* **SOURCE DATA**:
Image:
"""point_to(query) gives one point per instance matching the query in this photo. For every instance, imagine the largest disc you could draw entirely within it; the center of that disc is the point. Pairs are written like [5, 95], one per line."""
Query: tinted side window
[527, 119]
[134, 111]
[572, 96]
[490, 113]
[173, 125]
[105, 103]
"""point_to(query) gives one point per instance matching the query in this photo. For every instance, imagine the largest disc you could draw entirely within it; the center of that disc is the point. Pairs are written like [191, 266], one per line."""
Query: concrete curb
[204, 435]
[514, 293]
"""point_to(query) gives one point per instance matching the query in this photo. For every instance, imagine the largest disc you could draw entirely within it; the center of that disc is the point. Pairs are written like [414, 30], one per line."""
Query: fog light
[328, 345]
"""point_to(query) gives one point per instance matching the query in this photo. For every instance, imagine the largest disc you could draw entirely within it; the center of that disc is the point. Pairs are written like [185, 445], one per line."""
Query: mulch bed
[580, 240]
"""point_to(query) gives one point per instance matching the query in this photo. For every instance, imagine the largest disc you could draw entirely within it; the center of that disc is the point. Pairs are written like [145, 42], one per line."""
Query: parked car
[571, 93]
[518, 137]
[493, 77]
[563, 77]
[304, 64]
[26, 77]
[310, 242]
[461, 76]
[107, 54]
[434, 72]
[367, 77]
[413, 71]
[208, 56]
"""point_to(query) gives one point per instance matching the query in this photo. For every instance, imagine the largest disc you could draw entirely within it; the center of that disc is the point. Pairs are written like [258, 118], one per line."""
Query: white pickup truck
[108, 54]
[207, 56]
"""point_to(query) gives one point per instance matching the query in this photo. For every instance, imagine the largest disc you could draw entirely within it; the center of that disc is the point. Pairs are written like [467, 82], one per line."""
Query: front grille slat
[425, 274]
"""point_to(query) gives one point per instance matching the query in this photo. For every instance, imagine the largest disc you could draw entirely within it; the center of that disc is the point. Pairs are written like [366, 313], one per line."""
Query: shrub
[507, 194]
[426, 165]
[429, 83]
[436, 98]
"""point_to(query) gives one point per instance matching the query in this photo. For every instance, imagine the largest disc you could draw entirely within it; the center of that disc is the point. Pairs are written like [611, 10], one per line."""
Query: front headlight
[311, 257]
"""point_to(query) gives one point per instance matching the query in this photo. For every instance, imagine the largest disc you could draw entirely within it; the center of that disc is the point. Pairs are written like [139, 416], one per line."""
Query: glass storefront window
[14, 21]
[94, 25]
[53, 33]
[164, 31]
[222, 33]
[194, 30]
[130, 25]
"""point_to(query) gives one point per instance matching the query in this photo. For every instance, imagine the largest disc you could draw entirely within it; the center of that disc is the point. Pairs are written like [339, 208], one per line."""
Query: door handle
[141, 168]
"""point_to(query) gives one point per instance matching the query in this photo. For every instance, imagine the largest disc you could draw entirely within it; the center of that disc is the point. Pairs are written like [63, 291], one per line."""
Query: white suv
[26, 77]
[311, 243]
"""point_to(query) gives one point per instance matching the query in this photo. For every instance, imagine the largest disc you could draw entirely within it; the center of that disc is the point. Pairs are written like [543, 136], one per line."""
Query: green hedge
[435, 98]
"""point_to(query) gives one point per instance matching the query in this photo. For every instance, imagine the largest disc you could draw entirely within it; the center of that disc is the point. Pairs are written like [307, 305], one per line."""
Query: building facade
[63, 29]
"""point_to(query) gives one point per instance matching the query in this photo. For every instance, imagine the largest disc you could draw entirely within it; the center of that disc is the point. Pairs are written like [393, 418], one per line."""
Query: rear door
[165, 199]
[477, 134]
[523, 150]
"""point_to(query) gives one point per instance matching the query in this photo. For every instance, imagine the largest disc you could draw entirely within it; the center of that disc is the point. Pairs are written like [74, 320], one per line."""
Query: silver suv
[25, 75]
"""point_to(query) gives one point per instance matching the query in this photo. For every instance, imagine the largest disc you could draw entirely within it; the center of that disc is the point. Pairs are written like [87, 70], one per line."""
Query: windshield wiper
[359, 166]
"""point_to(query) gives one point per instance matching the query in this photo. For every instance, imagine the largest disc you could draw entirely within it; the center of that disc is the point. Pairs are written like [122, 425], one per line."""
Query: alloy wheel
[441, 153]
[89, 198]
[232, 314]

* **WHAT TO DO**: Please set down the entire material above exactly as presented.

* **RESPONSE TO THE TASK**:
Image:
"""point_to(query) gives one point per instance matching the query in this photo. For every instance, imagine the largest disc you could draw entirely within it; the center of that disc is the point. Pairs are written like [5, 95], one per line."""
Query: tinted side window
[527, 119]
[134, 111]
[572, 96]
[490, 113]
[173, 125]
[105, 103]
"""point_to(query) gives one point per instance matching the query in this photo. For every instance, imagine the largest disc you could draw entirely within it; the center of that disc is the point. Pairs are written like [191, 266], one per line."""
Query: concrete curb
[204, 435]
[514, 293]
"""point_to(query) gives one point per instance matching the query in this photo. For every instance, imagine the largest disc you could draw entirely within it; the center of that disc is the point. Pairs are written like [414, 30], one per line."""
Query: fog light
[328, 345]
"""point_to(query) gives one point per instance matching the query in this photo. For every instance, imagine the largest disc you could draw entirely within it; the center of that disc is the point. Pairs are written like [185, 445], one per line."""
Query: mulch bed
[580, 240]
"""point_to(query) gives one point per instance matching the query in this photo. For every instance, imagine the largest disc you could draw entirely within it; the center of that disc is the point. Pairs are written like [145, 42], one per line."""
Query: parked car
[571, 93]
[518, 137]
[493, 77]
[563, 77]
[304, 64]
[26, 77]
[310, 242]
[461, 76]
[107, 54]
[434, 72]
[367, 77]
[413, 71]
[208, 56]
"""point_to(query) gives one point per instance matching the query in this photo. For every instance, imagine the largest disc you could draw entirely within it; the center of that disc is the point. Pairs are written like [258, 118], one per line."""
Query: white pickup truck
[108, 54]
[207, 56]
"""point_to(query) gives one point per instance matching the query in this photo. For every instance, imagine the largest disc you could draw entirely within it; the center of that disc is the point. Pairs are written like [467, 82], one per line."""
Query: front grille slat
[425, 274]
"""point_to(query) gives one point per instance matching the query in this photo. For every instance, imagine the largest disc you could draw entirely within it; the center of that disc is the point. Pairs are written like [366, 313], one per line."""
Query: shrub
[507, 194]
[426, 165]
[429, 83]
[436, 98]
"""point_to(query) gives one point per instance matching the query in this photo. For every instance, imagine the largest disc you could draw entirely within it; the center of that disc is the point. Pairs are written like [611, 10], one per line."""
Query: front headlight
[311, 257]
"""point_to(query) gives one point per instance matching the query in this photo. For every instance, imagine the largest disc you could draw entirely within it; the center of that disc is the point. Pairs are written like [139, 416], one per line."""
Query: glass storefront window
[14, 21]
[94, 25]
[53, 33]
[164, 31]
[222, 33]
[194, 30]
[130, 25]
"""point_to(query) gives one point per instance matching the query in this photo. For every instance, imagine the largest disc you could draw entirely within it; the center of that disc is the point. Pairs are written like [339, 208], one per line."""
Query: door handle
[141, 168]
"""point_to(query) gives one point per instance matching the query in this photo. For every instance, imagine the largest disc you could draw entirely within it; the center of that disc is the point. Pairs are written like [63, 291], one per line."""
Query: white suv
[26, 77]
[311, 243]
"""point_to(query) gives one point per instance matching the query in this photo. For every instance, imagine the largest disc you could draw entirely within it; the center of that disc is the point. Pairs are written like [543, 136], one per line."""
Query: green hedge
[435, 98]
"""point_to(query) gives one point per instance matching the query in this photo. For every instance, imagine the largest disc you could draw entirely within it; the center of that disc is the point. Pairs are written like [307, 305], one per line."""
Query: building facade
[63, 29]
"""point_to(query) gives one point per instance matching the query in this photo. For every instance, imagine the largest disc you could draw entirely within it; the center of that disc is the point. Pairs are written like [393, 418], one per line."""
Query: rear door
[165, 199]
[477, 134]
[523, 150]
"""point_to(query) gives one point per instance matching the query in this photo. For every instance, imagine the largest disc you could draw entirely within it; the center of that disc is the point. Pairs are written like [74, 320], one per line."""
Query: silver suv
[25, 75]
"""point_to(query) gives one point per instance matching the query in this photo. For every instance, imagine the largest disc you could draw entirely within it; the center of that disc is the point. Pairs are written like [87, 70], one per line."""
Query: windshield wiper
[359, 166]
"""point_to(query) gives one point per instance matching the query in this photo. For every instance, imagine the largest disc you could draw entirely within it; the center of that disc is the point. Pairs are written like [122, 425], one per line."""
Query: alloy wheel
[441, 153]
[89, 198]
[232, 314]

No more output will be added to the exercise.